Accidental Existence

I’m reading Schelling’s First Outline of a System of the Philosophy of Nature, which will be playing a central role in my thesis (I was originally thinking his Ideas for a Philosophy of Nature would be playing a larger role, but after reading it, it seems like he didn’t really care about organics until the Outline although it would be interesting to find out what prompts this “turn to biology”. . .). One of the aspects that I’m really drawn to in this work, as opposed to some of the later Schelling (the Freedom Essay in particular) is that it seems as if he’s saying that existence (that is, the existence of matter) is entirely accidental.

I’ve mentioned before the idea that matter / objects / things are somehow retarded or stunted, simply those places where the process of Nature gets stopped up. Nature (as flow) somehow works against itself and those points where flows intersect are points of existence. He puts it as such in the Outline:

The absolute activity of Nature should appear as inhibited to infinity. This inhibition of the universal activity of Nature (without which “apparent products” would never once come to be) may be represented, at any rate, as the work of opposed tendencies in Nature. (Let one force be thought, originally infinite in itself, streaming out in all directions from one central point; then this force will not linger in any point of space for a moment (thus leaving space empty), unless an energetic activity opposing (retarding) its expansion did not give it a finite velocity.) However, as soon as one undertakes to carry out the construction of a finite product from these opposed tendencies, one encounters an irresolvable difficulty. For if we let both coincide at one and the same point, then their effects toward one another will reciprocally be canceled, and the product will be = to 0. Precisely for this reason, it must be assumed that no product in nature can be the product in which those opposed activities absolutely coincide, i.e., in which Nature itself attained rest. One must, in a word, simply deny all permanence in Nature itself. One has to assume that all permanence only occurs in Nature as object, while the activity of Nature as subject continues irresistably, and while it continually labors in opposition to all permanence. The chief problem of the philosophy of nature is not to explain the active in Nature (for, because it is its first supposition, this is quite conceivable to it), but the resting, permanent. Nature philosophy arrives at this explanation simply by virtue of the presupposition that for Nature the permanent is a limitation of its own activity. So, if this is the case, then impetuous Nature will struggle against every limitation; thereby the points of inhibition of its activity in nature as object will attain permanence. For the philosopher, the points of inhibition will be signified by products; every product of this kind will represent a determinate sphere which Nature always fills anew, and into which the stream of its force incessantly gushes. (Schelling, First Outline, 17-18.)

What’s interesting about this in relation to the work of 1809 (Freedom) and 1813 (Ages of the World) is that in the latter works, things come to be based on a cosmic (free) decision (of some sort). Prior to there being anything, there is the Abyss that freely actualizes itself in the decision (an inaccurate, because no one decides, and things are only constituted by the decision. . . as such the decision becomes the always already). Ultimately, Schelling will say that Nature wants to be conscious of herself, so consciousness (Spirit) emerges in Nature, by Nature, for Nature, in the human being so nature can know herself entirely.

*PROVIDED RECORDS*.
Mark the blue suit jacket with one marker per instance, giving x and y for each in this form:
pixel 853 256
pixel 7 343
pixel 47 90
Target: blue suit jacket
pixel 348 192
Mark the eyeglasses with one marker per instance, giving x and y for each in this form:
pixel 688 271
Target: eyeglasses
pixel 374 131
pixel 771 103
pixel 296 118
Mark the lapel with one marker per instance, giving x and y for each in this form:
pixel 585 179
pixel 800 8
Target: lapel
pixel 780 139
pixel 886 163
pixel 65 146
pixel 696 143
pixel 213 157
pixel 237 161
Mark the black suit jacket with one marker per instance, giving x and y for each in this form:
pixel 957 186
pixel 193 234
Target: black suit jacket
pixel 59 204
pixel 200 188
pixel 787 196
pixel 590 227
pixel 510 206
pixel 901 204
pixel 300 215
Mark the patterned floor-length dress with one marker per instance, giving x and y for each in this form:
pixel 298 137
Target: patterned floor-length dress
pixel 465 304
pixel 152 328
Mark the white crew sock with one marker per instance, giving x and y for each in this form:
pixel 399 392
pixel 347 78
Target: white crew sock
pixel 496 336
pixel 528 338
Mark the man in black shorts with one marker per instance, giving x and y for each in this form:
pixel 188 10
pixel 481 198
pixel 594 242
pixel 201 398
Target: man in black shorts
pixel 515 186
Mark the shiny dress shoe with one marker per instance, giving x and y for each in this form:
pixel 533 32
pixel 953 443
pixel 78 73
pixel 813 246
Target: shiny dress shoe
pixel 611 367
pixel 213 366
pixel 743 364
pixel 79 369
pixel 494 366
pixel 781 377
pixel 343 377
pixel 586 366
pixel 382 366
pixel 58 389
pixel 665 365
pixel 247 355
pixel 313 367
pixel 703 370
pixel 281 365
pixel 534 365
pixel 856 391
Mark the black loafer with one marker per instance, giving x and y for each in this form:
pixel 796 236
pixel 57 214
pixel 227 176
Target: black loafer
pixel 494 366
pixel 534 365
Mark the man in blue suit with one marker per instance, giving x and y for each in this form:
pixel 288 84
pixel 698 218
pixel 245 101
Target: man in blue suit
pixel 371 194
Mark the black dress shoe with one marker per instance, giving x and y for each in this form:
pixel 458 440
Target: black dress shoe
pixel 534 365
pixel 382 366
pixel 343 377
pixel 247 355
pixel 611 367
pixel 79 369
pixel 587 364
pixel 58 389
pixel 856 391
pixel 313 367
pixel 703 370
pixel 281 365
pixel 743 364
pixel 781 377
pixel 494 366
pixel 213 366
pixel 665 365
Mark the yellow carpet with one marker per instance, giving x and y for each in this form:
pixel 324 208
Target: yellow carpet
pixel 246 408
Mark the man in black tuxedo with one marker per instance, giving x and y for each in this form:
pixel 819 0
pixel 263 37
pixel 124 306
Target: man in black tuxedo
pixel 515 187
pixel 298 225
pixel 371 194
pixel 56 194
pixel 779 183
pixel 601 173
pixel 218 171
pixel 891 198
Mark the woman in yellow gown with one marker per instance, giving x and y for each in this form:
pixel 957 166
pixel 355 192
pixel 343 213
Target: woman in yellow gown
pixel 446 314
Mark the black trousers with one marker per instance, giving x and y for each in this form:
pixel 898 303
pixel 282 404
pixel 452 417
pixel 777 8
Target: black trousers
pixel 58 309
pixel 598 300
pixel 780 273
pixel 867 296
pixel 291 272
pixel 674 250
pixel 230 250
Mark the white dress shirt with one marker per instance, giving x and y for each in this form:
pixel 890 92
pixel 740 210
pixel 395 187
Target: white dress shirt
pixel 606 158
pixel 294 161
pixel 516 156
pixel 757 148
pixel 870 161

*PROBLEM*. In the text on accidental existence, what does the quoted passage call the chief problem of the philosophy of nature? The entries above come from a source unrelated to the text.

*RESULT OF THE TASK*. It is to explain the resting, permanent in Nature, not the active.